THE TASK: Rewrite every line of the listing below with "single-point marking" replaced by "one-point labeling" and nothing else changed.

RECORDED INFORMATION:
--- --- ---

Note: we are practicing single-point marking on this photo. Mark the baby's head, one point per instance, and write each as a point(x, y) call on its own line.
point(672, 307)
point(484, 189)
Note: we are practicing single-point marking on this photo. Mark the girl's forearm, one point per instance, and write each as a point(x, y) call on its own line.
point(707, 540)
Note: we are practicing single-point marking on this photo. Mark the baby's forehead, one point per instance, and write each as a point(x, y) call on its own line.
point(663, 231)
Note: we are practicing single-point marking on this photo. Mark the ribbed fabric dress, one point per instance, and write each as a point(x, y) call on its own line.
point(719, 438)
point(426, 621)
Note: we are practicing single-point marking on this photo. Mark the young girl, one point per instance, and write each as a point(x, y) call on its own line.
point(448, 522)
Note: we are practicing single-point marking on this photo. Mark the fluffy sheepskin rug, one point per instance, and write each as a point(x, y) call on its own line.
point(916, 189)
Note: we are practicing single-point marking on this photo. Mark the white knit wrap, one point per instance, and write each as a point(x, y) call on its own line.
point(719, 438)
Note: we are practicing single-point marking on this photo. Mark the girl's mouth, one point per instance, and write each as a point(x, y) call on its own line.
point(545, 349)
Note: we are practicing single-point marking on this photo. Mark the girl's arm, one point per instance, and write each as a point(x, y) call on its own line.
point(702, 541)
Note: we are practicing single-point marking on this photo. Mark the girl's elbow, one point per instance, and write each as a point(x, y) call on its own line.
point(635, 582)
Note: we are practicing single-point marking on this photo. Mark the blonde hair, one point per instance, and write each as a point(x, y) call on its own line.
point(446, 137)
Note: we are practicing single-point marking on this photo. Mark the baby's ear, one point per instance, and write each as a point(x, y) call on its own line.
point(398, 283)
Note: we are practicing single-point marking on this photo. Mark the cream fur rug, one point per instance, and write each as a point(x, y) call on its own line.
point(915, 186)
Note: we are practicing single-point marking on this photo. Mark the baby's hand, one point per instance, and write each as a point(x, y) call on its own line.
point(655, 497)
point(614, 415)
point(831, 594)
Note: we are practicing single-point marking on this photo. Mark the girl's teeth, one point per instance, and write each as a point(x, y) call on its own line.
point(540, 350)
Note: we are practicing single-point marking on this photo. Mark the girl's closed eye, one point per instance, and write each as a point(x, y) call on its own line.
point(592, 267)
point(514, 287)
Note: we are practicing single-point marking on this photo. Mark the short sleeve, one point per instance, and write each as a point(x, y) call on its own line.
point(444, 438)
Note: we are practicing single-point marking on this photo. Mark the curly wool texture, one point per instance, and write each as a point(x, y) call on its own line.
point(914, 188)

--- --- ---

RESULT:
Note: we are practicing one-point labeling on this photo. Mark the baby's head, one point per instance, and write each as a point(x, y) call on its own line.
point(672, 307)
point(484, 189)
Note: we are practicing one-point labeling on this photo. Mark the girl's forearm, one point per instance, and write each as a point(x, y) call on its own line.
point(707, 540)
Note: we are practicing one-point labeling on this photo. Mark the baby's forehead, one point per instance, and write each as a point(x, y) call on its own line.
point(663, 231)
Note: we are practicing one-point labeling on this photo. Mark the ribbed fabric dress, one point per instance, and write each as a point(x, y) call on its own line.
point(719, 438)
point(426, 621)
Note: we are practicing one-point labeling on this photo. Mark the young girl, one point per instance, and write each as a point(x, y) call on its own line.
point(448, 522)
Note: we are practicing one-point labeling on this photo. Mark the fluffy sheepskin rug, one point per instance, and write each as a point(x, y) call on its own line.
point(916, 189)
Note: we are practicing one-point labeling on this photo. Mark the white knit wrap, one point per instance, and write each as a point(x, y) call on its own line.
point(719, 438)
Note: we are practicing one-point labeling on this photo. Mark the girl's mouth, one point per instance, and write each as a point(x, y) call on its own line.
point(545, 349)
Note: we are practicing one-point labeling on this photo. Mark the girl's arm, one point per instance, and write each as a point(x, y) call on its own line.
point(702, 541)
Note: we are practicing one-point labeling on this photo. Mark the girl's elbow, one point per instance, and write each as a point(x, y) call on its own line.
point(635, 582)
Note: we are practicing one-point labeling on this photo. Mark the blonde hair, one point per instance, and write each as a point(x, y) call on its own line.
point(446, 137)
Note: we are practicing one-point labeling on this photo. Mark the baby's ear, one point per instance, and write each as a point(x, y) call on its own line.
point(398, 283)
Note: we are practicing one-point labeling on this photo. Mark the cream fur rug, one point per instance, and write each as a point(x, y) call on its own line.
point(915, 186)
Note: we are practicing one-point labeling on this photo. Mark the baby's hand, one point per instance, and write each as a point(x, y) call on its own line.
point(655, 497)
point(614, 415)
point(831, 594)
Note: we are practicing one-point labeling on this photo. Mark the girl's teeth, one point per instance, and write each as a point(x, y) call on its own line.
point(540, 350)
Note: we are practicing one-point labeling on this photo. Mark the girl's closed eye, one point per instance, and write each as a point(x, y) call on its own line.
point(592, 267)
point(514, 287)
Note: we are practicing one-point labeling on this photo. Mark the short sleeve, one point per instance, and write each as a point(x, y) call on its own line.
point(444, 438)
Note: we are practicing one-point labeling on this photo. Mark the curly wool texture, one point per instance, and write each as a point(x, y) call on its own line.
point(914, 188)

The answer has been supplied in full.